- [EXERCISE PROMPT] Check every line of the data for the string "squash" and copy the ones that have it.

----- EXTRACTED DATA -----

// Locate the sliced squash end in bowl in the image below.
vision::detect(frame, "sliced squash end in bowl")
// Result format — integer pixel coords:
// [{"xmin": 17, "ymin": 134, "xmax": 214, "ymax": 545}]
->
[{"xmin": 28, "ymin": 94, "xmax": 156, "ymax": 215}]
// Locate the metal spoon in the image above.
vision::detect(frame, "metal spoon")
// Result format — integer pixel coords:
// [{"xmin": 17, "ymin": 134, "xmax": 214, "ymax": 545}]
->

-----

- [RESPONSE TO THE TASK]
// Locate the sliced squash end in bowl in the image below.
vision::detect(frame, "sliced squash end in bowl")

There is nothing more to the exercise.